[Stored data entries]
****************
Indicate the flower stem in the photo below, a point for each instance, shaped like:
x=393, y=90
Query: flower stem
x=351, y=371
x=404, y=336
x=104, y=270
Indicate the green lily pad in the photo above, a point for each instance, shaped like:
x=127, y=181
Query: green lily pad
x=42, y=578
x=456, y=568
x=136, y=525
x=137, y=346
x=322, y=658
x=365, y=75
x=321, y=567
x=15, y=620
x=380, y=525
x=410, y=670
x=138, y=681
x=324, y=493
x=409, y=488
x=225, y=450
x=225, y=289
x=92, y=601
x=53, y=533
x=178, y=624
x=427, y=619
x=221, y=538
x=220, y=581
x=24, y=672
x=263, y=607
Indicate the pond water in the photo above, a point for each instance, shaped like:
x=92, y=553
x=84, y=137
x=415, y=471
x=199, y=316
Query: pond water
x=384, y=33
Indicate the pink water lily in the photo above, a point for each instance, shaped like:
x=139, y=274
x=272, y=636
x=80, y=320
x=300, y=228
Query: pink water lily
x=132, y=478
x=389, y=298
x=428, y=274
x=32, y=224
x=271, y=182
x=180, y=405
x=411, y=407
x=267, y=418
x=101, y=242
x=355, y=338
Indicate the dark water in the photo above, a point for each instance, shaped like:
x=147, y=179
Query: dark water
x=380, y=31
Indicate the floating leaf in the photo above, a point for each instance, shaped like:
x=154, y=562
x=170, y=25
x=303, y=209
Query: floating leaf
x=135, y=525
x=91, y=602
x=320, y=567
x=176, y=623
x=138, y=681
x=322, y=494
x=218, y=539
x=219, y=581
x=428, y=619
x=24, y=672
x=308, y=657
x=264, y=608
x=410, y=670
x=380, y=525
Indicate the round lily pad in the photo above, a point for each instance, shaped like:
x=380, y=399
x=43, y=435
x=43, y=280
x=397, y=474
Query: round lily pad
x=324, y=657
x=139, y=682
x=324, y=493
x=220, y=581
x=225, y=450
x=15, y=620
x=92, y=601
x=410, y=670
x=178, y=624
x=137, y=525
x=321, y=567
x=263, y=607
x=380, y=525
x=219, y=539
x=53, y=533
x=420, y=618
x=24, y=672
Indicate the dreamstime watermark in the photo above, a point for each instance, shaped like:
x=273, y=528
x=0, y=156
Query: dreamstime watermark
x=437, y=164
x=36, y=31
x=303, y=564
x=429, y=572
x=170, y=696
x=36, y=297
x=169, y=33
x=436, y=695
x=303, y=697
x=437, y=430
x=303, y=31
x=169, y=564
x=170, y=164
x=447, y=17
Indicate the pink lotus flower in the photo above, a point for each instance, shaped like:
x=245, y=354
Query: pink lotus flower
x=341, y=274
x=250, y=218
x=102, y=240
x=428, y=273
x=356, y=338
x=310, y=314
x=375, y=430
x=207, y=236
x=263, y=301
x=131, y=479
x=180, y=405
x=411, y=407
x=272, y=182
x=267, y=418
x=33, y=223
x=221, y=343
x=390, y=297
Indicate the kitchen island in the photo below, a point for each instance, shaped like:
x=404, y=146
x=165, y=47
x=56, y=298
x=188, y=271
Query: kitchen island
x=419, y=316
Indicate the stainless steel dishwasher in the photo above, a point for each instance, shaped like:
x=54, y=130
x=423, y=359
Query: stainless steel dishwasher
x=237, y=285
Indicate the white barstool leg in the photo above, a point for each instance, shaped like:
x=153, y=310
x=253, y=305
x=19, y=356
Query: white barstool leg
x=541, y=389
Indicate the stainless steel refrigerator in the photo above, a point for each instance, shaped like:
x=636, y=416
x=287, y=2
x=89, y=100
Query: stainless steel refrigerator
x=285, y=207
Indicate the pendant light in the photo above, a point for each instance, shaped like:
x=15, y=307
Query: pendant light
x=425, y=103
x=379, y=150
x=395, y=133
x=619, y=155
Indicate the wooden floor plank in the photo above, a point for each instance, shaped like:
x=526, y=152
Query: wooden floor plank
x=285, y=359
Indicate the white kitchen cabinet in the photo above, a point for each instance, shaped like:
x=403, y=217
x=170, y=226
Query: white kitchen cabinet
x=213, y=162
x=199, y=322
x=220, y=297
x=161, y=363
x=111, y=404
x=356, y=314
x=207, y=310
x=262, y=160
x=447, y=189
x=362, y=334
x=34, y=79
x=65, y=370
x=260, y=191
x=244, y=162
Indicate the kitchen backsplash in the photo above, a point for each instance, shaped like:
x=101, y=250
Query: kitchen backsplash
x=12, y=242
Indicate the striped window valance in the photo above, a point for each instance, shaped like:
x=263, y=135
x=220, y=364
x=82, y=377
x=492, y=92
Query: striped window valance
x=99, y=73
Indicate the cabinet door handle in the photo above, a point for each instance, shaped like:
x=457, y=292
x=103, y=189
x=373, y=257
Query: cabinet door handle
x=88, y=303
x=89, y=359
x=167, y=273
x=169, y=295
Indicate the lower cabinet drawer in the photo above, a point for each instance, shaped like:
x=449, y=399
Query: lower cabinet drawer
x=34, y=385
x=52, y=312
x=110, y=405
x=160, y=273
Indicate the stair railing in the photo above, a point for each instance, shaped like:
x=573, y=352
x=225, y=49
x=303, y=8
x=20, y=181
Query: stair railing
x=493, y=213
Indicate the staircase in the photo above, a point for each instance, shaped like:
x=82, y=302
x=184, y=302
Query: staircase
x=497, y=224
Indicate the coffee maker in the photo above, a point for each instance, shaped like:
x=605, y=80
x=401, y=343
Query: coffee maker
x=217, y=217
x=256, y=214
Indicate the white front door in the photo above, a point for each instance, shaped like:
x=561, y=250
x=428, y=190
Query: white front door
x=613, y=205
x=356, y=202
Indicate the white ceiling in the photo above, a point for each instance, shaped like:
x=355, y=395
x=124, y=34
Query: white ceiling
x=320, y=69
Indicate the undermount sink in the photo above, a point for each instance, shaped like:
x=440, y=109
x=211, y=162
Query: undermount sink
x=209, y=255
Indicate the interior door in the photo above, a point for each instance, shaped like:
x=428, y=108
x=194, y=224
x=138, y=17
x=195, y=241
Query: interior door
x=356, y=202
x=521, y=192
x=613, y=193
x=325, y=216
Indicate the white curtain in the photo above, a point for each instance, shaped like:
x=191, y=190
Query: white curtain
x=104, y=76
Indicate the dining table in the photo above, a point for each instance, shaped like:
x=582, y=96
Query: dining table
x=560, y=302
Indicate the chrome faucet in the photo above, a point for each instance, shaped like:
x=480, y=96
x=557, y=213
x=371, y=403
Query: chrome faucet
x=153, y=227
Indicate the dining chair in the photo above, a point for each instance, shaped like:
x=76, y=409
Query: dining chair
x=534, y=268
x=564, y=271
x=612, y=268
****************
(Work order) Above are the records. Copy the lines beginning at the one that has "x=380, y=399" and ending with the one that has "x=89, y=100", unchanged.

(Exercise output)
x=380, y=399
x=43, y=435
x=43, y=280
x=397, y=474
Query: round lily pad
x=324, y=657
x=139, y=682
x=324, y=493
x=220, y=581
x=225, y=450
x=15, y=620
x=92, y=601
x=410, y=670
x=178, y=624
x=137, y=525
x=321, y=567
x=263, y=607
x=380, y=525
x=219, y=539
x=53, y=533
x=420, y=618
x=24, y=672
Indicate the dreamstime watermark in the photo above, a point for each instance, shaped like:
x=273, y=528
x=0, y=156
Query: dreamstime watermark
x=437, y=164
x=36, y=31
x=303, y=564
x=429, y=572
x=170, y=696
x=36, y=297
x=169, y=33
x=436, y=695
x=303, y=697
x=437, y=430
x=303, y=31
x=169, y=564
x=170, y=164
x=447, y=17
Indicate the pink lotus flower in the photo above, a point for each instance, shaped like:
x=245, y=354
Query: pink lotus flower
x=341, y=274
x=250, y=218
x=102, y=240
x=428, y=273
x=356, y=338
x=310, y=314
x=375, y=430
x=207, y=236
x=263, y=301
x=131, y=479
x=180, y=405
x=411, y=407
x=272, y=182
x=267, y=418
x=33, y=223
x=221, y=343
x=390, y=297
Indicate the kitchen island in the photo below, a point for each instance, shaped like:
x=404, y=146
x=165, y=47
x=56, y=298
x=188, y=271
Query: kitchen island
x=419, y=316
Indicate the stainless steel dishwasher in the photo above, a point for each instance, shaped like:
x=54, y=130
x=423, y=359
Query: stainless steel dishwasher
x=237, y=285
Indicate the white barstool leg in the photo above, a point for each instance, shaped like:
x=153, y=310
x=253, y=305
x=19, y=356
Query: white barstool leg
x=541, y=389
Indicate the stainless steel refrigerator in the photo above, a point for each instance, shaped like:
x=636, y=416
x=287, y=2
x=89, y=100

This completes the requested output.